Your task is to write out exactly the lines from the line containing "Practice step: identify the wire" through the end of the records, inclusive at both ends.

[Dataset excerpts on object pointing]
○ ○ ○

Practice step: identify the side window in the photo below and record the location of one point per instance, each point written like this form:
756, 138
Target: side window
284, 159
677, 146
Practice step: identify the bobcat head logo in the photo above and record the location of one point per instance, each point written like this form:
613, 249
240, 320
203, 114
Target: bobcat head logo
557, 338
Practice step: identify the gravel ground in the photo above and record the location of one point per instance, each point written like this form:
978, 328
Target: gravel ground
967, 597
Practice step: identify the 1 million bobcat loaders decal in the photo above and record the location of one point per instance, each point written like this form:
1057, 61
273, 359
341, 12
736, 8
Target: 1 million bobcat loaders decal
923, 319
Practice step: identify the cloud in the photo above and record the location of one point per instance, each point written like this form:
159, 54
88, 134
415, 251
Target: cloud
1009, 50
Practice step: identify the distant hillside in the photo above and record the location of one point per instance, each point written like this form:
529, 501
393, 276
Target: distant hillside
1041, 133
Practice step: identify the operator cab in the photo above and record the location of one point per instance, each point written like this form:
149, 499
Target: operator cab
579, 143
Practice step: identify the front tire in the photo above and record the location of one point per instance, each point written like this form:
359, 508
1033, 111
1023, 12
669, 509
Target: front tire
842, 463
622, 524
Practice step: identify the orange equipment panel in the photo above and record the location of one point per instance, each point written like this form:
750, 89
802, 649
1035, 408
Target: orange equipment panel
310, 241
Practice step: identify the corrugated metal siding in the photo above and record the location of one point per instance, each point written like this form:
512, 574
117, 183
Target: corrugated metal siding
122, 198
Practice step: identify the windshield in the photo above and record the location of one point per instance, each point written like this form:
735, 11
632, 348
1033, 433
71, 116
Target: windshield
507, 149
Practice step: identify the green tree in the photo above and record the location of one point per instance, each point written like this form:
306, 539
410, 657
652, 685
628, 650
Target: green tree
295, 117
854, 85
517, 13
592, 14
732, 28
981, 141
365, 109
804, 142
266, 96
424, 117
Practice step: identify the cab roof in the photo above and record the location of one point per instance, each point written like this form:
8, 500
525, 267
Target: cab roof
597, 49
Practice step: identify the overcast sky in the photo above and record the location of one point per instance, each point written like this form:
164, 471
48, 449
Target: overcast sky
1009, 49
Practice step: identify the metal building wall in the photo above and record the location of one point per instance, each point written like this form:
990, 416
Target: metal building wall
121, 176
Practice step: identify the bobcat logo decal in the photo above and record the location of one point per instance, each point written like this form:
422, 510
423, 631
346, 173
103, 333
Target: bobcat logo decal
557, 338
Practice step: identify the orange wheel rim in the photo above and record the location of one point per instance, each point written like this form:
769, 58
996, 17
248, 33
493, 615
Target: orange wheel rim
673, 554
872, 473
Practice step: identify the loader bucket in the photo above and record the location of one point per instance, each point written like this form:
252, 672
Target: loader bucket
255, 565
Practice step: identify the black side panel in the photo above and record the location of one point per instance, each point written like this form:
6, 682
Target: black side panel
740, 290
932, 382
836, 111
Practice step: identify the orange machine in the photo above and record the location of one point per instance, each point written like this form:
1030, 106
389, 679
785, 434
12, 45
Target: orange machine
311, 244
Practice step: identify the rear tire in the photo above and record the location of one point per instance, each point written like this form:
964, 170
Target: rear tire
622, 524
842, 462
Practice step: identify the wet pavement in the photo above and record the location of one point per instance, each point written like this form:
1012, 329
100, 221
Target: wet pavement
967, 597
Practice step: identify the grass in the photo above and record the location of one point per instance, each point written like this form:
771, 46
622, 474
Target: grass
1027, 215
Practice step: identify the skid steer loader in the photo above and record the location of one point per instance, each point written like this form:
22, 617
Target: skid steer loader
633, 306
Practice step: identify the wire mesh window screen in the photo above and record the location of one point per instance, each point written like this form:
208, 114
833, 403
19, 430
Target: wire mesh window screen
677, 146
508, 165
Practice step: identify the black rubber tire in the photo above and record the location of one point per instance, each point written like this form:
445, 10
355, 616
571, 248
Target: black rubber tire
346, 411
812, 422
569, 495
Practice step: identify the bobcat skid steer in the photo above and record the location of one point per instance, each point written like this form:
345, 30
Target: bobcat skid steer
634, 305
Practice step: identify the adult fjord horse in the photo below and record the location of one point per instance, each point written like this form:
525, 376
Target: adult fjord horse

○ ○ ○

TASK ANSWER:
Practice step: identify the wire mesh window screen in the photo above and record the location of one point per instance, each point written like this form:
208, 114
833, 403
19, 430
Target: wire mesh window screen
677, 146
508, 165
Practice step: identify the black rubber tire in the photo above and record the location of one point per instance, each point written like this form:
445, 10
355, 616
571, 248
Target: black rubber tire
346, 411
812, 422
569, 495
Practice step: identify the bobcat skid steer in the photo above and record the location of one point per instance, each point written like this form:
345, 30
Target: bobcat skid steer
634, 305
Practice step: identify the adult fjord horse in the photo below and record the location of one point per instance, each point written like this form:
525, 376
Target: adult fjord horse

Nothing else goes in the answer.